**Information provided**
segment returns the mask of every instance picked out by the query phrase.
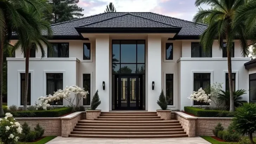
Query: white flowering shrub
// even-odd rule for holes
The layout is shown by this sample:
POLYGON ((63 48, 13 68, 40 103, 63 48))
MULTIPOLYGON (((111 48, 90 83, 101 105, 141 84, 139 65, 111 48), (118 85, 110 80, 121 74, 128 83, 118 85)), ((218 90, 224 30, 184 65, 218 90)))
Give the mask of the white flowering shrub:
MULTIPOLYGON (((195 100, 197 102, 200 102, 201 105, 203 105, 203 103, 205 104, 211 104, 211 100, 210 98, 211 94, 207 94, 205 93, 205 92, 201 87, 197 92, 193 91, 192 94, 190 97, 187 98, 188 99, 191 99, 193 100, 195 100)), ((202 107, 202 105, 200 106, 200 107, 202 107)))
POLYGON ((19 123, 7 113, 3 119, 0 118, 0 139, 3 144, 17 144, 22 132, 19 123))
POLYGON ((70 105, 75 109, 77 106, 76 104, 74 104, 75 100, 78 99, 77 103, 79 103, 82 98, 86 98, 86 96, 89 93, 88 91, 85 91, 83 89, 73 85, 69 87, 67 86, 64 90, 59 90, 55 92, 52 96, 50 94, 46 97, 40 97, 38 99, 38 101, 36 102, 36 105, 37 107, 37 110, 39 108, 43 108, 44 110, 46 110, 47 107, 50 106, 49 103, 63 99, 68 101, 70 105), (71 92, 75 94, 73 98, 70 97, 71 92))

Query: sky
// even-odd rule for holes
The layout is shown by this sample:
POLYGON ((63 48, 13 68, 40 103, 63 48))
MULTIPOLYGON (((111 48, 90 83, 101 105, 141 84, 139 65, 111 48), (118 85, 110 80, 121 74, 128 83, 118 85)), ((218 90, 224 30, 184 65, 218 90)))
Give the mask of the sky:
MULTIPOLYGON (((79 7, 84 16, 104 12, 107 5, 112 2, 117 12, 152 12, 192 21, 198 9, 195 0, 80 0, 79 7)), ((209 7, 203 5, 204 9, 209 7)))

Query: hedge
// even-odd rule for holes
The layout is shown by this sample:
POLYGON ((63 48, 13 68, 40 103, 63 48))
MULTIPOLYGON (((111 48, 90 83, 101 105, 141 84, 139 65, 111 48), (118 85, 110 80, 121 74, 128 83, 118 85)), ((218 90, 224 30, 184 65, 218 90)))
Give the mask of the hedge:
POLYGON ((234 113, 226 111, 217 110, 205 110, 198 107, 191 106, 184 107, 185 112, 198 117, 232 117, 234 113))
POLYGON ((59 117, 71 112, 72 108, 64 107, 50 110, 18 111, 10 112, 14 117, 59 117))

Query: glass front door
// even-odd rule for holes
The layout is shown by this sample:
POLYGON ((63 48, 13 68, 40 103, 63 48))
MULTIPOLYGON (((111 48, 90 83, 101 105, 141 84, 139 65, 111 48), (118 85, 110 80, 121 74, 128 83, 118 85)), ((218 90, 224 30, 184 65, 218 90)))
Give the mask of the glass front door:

**The problem**
Update the entries from the beginning through the line containing "POLYGON ((59 117, 71", inclusive, replacing "Give the mask of" with "Output the mask of" and keeping everything else the same. Leave the pictures out of your answer.

**Result of this task**
segment returns the mask of every instance picked out by the query phrase.
Query: white flowering shrub
// even-odd rule for holes
The layout is shown by this sample:
POLYGON ((63 48, 13 68, 40 103, 63 48))
MULTIPOLYGON (((111 48, 90 83, 101 105, 141 84, 139 65, 111 48), (118 85, 110 80, 121 74, 128 83, 118 85)), ((218 90, 224 30, 184 65, 218 90)))
Output the mask of the white flowering shrub:
MULTIPOLYGON (((195 100, 197 102, 200 102, 201 105, 203 105, 203 103, 205 104, 211 104, 211 100, 210 98, 211 94, 207 94, 205 93, 205 92, 201 87, 197 92, 193 91, 192 94, 190 97, 187 98, 188 99, 191 99, 193 100, 195 100)), ((202 107, 202 105, 200 106, 200 107, 202 107)))
POLYGON ((19 123, 7 113, 3 119, 0 118, 0 139, 3 144, 17 144, 22 132, 19 123))
POLYGON ((70 105, 75 109, 77 106, 76 104, 74 104, 75 100, 78 99, 77 103, 79 103, 82 98, 86 98, 86 96, 89 93, 88 91, 85 91, 83 89, 73 85, 69 87, 67 86, 64 90, 59 90, 55 92, 52 96, 50 94, 46 97, 40 97, 38 99, 38 101, 36 102, 36 105, 37 107, 37 110, 39 108, 43 108, 44 110, 46 110, 47 107, 50 106, 49 103, 63 99, 68 101, 70 105), (71 92, 75 94, 73 98, 70 97, 71 92))

Query: sky
// even-odd rule for holes
The layout is shown by this sample:
POLYGON ((63 48, 13 68, 40 103, 63 48))
MULTIPOLYGON (((111 48, 90 83, 101 105, 141 84, 139 65, 111 48), (118 85, 110 80, 121 74, 128 83, 118 85)), ((218 90, 224 30, 184 65, 218 90)))
Output the mask of the sky:
MULTIPOLYGON (((79 7, 84 16, 104 12, 107 5, 112 2, 117 12, 152 12, 192 21, 198 9, 195 0, 80 0, 79 7)), ((209 7, 203 5, 204 9, 209 7)))

Query: hedge
// even-odd rule for holes
The layout is shown by this sample:
POLYGON ((63 48, 13 68, 40 103, 63 48))
MULTIPOLYGON (((111 48, 90 83, 101 105, 141 84, 139 65, 111 48), (118 85, 110 80, 121 74, 128 83, 118 85)), ((218 90, 224 30, 184 65, 218 90)))
Output the mask of the hedge:
POLYGON ((234 113, 226 111, 217 110, 205 110, 198 107, 191 106, 184 107, 185 112, 198 117, 232 117, 234 113))
POLYGON ((59 117, 71 112, 72 108, 64 107, 50 110, 18 111, 10 112, 14 117, 59 117))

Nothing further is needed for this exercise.